(Recorded data)
** start **
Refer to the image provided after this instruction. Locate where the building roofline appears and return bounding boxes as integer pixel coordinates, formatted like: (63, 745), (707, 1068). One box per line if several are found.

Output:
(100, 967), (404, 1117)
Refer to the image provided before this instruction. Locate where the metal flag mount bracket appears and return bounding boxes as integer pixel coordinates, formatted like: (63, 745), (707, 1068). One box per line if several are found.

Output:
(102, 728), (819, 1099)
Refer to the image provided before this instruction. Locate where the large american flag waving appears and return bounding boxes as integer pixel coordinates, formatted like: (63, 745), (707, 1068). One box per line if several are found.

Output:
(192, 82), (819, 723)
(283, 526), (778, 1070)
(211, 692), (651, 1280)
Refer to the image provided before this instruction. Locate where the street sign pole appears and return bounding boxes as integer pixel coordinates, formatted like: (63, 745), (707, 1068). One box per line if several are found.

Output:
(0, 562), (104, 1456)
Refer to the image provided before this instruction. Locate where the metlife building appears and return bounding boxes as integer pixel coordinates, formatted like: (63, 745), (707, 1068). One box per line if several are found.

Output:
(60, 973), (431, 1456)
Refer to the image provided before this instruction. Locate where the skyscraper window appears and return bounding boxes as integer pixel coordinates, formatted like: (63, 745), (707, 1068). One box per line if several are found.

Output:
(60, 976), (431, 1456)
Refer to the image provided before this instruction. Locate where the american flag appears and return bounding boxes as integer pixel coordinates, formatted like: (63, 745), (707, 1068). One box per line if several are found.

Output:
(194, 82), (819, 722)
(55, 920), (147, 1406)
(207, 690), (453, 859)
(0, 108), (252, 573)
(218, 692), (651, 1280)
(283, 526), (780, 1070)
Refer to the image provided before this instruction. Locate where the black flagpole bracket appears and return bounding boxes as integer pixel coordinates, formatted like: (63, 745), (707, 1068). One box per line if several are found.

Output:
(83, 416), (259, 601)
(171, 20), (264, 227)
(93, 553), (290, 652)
** end **
▸ Work to be completed:
Scale the data from its first line up to and including the line with "(283, 526), (780, 1070)" by rewriting every one of those lines and multiplying each coordinate in the outputs by 2.05, rounding to whole numbers with halves going up. Leave all other text unchanged, including the sample format coordinates.

▸ Result:
Refer to the image provided after this instruction. Locate where the building roofline appears and return bounding boxes as integer pixel coordinates, formatted like: (63, 745), (707, 1068). One box per line if several are found.

Output:
(205, 1982), (828, 2290)
Refer to the image provided before this instruction. Locate where the metal flag mount bracket appears and return bounding boxes as integer pixel coordinates, formatted like: (63, 745), (707, 1068). One box per line if several are found.

Output:
(209, 1492), (1679, 2253)
Refer to the image provided before this instruction. Locate where the large american flag waving appears and return bounding boxes as integer pixel coordinates, formatted like: (63, 745), (707, 1068). One box per line if several are found.

Output:
(394, 168), (1679, 1482)
(580, 1078), (1595, 2194)
(433, 1419), (1335, 2624)
Refer to the image provided before this instruction. Locate where the street sign pole appears and return bounding boxes as integer pixel coordinates, formatted like: (63, 745), (707, 1068). One box per line if several are found.

Output:
(0, 1152), (213, 2985)
Refer to the image provided before this instruction. Locate where the metlife building appears and return bounding boxes as integer pixel coordinates, formatted like: (63, 745), (707, 1068). One box per line if several are found.

Output:
(123, 1995), (884, 2985)
Refer to the image provided before this instruction. Locate where the skyscraper window appears and return bounding boxes as integer pixel coordinates, formatted like: (63, 745), (707, 1068). One box per line if several are found.

Output:
(123, 2001), (884, 2985)
Refer to the image provided before this instruction. Locate where the american flag appears and return bounding boxes as integer pixel coordinates, formatted like: (63, 745), (707, 1068). One box per line if several are found.

Output:
(398, 168), (1679, 1480)
(113, 1886), (301, 2882)
(424, 1415), (929, 1761)
(0, 221), (517, 1175)
(447, 1419), (1335, 2624)
(580, 1078), (1599, 2194)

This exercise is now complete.